*Available data*
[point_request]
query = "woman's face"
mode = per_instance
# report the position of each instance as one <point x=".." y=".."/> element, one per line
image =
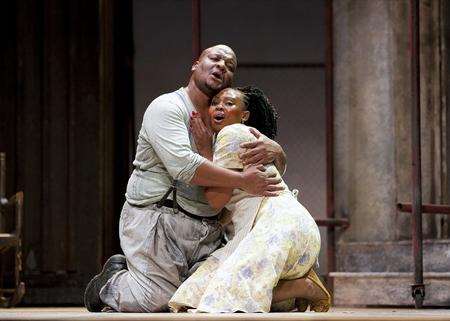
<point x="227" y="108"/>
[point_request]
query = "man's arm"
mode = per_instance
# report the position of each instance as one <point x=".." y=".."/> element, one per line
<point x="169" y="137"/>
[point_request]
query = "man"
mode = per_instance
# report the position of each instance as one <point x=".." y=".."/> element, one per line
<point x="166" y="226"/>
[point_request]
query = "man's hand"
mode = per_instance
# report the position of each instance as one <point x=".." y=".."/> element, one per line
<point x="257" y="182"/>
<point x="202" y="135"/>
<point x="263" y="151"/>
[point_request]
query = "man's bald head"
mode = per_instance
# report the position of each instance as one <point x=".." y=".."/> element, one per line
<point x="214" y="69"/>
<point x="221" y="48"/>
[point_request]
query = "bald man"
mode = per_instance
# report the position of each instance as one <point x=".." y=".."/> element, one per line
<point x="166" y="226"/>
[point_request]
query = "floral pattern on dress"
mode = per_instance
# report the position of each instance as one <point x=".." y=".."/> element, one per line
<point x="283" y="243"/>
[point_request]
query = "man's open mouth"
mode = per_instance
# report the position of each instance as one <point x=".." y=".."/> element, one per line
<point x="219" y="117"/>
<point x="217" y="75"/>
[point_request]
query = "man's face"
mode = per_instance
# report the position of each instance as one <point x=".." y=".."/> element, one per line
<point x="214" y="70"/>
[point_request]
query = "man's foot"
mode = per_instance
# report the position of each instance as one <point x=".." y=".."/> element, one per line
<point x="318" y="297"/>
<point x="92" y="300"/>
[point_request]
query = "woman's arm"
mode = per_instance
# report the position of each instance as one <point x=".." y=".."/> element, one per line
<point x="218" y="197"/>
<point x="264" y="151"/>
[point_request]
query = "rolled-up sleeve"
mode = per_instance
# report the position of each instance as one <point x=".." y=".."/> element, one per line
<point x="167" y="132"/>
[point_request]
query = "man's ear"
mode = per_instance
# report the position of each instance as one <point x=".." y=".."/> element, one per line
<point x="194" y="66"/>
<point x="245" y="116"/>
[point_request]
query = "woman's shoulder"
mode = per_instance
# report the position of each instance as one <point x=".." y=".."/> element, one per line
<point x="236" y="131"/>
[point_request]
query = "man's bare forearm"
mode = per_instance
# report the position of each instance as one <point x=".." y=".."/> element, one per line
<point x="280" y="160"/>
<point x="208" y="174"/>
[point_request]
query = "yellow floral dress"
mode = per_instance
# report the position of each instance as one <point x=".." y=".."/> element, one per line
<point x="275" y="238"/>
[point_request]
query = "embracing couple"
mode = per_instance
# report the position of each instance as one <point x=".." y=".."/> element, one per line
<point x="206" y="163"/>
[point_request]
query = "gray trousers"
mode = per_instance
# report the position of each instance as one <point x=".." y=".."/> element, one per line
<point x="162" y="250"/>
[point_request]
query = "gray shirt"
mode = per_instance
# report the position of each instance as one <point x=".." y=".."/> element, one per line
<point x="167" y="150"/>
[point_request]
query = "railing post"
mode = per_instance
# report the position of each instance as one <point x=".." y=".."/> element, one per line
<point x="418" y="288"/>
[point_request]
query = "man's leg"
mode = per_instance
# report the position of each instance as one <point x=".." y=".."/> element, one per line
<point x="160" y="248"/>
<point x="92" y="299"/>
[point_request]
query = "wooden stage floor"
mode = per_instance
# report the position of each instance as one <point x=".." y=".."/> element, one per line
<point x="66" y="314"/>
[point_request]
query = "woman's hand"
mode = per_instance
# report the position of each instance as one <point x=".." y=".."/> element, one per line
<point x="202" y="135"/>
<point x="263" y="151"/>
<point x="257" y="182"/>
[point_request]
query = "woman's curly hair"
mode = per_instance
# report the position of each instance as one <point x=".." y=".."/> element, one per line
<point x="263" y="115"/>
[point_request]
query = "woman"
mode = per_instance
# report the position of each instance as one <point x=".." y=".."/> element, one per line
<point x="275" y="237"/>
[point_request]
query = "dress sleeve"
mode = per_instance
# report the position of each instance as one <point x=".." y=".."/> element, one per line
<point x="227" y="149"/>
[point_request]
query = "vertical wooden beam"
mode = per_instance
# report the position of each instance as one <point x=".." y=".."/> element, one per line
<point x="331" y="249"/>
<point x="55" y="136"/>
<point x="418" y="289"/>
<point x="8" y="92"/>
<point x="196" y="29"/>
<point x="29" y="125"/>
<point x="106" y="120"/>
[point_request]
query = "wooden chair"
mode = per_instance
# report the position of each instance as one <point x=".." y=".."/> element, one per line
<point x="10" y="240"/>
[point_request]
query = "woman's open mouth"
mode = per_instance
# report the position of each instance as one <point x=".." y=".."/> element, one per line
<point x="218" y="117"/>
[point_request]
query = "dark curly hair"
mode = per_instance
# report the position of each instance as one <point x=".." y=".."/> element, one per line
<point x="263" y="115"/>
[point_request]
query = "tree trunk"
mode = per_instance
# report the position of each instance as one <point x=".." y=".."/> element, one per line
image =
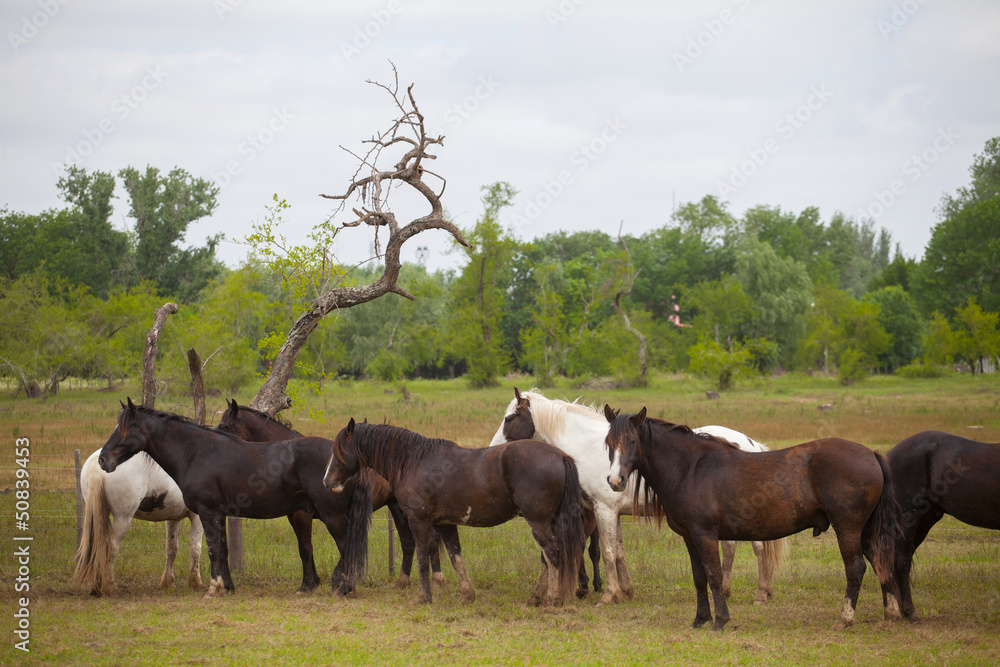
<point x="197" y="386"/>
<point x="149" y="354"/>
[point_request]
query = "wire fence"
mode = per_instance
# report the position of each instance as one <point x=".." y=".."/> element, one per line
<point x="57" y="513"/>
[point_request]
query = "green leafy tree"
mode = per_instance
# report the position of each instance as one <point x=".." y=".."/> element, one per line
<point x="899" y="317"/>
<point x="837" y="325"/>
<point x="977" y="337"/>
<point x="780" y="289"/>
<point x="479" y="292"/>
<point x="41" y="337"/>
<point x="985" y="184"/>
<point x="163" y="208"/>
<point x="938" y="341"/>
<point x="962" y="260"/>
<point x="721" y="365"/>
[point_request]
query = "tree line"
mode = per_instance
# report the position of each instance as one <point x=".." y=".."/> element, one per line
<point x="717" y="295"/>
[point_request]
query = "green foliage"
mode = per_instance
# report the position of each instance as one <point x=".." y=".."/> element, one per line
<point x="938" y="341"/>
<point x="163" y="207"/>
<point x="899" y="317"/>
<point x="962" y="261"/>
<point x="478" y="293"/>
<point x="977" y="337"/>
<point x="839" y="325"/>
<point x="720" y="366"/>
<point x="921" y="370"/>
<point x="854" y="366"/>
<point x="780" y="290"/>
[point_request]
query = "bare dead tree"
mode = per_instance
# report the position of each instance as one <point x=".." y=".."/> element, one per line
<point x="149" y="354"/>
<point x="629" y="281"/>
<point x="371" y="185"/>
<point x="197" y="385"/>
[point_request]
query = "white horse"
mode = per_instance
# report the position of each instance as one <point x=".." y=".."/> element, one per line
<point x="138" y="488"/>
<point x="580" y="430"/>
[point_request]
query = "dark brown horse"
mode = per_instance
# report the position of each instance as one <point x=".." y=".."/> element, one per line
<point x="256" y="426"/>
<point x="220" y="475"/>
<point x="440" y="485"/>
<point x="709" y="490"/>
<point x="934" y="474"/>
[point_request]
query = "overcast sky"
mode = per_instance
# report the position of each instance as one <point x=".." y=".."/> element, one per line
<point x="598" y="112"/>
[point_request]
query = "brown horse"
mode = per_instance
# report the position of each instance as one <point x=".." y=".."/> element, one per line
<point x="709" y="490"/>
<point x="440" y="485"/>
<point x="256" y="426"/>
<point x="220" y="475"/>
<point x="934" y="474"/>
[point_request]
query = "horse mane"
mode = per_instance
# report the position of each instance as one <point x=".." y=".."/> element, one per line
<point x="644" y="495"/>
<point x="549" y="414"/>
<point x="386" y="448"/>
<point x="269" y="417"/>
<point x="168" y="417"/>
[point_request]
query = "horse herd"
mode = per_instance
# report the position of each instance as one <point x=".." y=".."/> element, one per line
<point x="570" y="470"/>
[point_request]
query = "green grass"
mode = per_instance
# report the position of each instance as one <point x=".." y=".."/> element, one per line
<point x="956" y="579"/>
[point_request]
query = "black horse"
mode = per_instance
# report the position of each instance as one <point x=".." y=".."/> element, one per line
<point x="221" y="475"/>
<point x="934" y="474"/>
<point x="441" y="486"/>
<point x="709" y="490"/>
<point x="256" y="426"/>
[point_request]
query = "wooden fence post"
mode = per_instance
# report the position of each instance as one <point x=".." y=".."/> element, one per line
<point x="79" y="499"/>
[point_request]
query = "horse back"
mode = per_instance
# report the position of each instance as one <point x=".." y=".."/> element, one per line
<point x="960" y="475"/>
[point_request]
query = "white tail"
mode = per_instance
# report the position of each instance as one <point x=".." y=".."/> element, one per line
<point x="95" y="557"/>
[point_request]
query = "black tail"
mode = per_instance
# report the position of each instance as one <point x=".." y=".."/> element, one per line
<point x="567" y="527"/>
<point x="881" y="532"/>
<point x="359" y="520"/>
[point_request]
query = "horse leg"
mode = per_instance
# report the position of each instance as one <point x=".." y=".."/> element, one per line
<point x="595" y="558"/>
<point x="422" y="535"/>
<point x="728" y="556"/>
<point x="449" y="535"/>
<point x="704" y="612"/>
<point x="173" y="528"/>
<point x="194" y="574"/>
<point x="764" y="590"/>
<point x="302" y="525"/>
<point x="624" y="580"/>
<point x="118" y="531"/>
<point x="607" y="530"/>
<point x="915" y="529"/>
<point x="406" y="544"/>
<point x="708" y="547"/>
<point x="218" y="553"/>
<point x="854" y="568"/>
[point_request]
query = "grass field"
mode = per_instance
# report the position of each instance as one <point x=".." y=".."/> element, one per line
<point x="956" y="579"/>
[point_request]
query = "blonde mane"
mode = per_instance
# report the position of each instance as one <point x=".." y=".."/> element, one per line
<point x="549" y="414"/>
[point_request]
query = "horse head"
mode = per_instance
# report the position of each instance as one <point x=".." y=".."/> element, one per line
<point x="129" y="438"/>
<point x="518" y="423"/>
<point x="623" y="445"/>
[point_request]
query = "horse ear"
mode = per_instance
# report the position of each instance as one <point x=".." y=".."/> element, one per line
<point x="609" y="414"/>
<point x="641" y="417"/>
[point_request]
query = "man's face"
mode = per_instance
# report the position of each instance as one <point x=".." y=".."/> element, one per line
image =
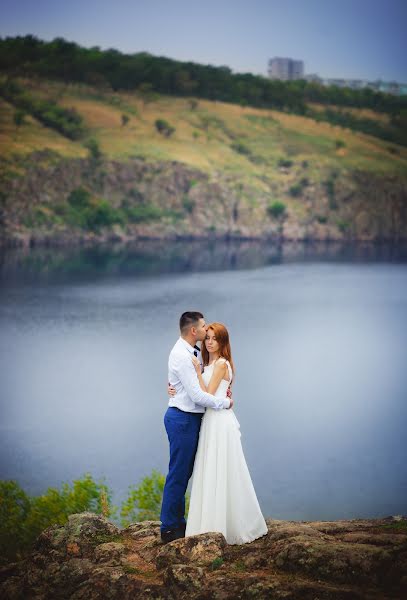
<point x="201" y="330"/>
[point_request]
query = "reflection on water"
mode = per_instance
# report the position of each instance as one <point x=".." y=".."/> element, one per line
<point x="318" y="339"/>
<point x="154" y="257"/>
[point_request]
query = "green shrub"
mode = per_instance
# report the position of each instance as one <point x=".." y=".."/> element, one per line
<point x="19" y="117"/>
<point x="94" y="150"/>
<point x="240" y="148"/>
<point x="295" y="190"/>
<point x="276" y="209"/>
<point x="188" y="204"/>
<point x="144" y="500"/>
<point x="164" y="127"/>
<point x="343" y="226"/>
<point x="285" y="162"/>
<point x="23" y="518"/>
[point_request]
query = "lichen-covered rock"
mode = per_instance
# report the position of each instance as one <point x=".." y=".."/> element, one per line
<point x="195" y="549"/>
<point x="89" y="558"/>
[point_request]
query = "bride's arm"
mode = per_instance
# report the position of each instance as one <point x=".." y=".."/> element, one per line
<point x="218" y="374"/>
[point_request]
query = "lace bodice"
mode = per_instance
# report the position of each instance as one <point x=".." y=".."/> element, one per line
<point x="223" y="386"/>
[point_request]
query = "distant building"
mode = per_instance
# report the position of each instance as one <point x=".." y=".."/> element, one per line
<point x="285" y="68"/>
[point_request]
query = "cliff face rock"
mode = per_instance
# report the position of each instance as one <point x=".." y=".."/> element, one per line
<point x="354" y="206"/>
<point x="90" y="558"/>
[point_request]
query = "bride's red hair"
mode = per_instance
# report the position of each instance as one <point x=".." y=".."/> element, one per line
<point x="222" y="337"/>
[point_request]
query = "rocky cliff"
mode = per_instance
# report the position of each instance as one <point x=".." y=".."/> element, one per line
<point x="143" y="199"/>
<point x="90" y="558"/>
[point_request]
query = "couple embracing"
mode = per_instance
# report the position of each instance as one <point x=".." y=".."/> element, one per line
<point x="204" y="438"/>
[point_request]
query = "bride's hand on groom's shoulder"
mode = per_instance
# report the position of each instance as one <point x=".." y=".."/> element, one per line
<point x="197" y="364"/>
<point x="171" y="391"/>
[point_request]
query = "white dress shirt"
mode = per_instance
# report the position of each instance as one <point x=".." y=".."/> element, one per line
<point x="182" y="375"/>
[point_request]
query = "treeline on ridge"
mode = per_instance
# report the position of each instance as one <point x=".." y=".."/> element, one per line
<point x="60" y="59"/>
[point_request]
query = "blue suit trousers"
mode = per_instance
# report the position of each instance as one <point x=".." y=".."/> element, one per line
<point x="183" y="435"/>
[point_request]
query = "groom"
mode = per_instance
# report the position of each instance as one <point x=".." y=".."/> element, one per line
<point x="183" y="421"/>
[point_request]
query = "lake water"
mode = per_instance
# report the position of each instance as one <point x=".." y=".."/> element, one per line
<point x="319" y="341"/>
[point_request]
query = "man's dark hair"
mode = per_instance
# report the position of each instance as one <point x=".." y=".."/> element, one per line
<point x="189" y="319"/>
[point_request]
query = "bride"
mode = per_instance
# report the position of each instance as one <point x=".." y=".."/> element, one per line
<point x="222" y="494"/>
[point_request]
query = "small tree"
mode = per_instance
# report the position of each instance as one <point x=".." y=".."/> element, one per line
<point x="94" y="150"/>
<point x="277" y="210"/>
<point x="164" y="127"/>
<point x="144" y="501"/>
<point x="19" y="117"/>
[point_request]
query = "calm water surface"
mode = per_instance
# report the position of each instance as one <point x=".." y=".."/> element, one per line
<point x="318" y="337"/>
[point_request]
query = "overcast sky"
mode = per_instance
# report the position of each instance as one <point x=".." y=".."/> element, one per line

*Task prompt*
State how many lines in the items above contain the string "head", with case counting, and reply with that number alone.

*Output below*
2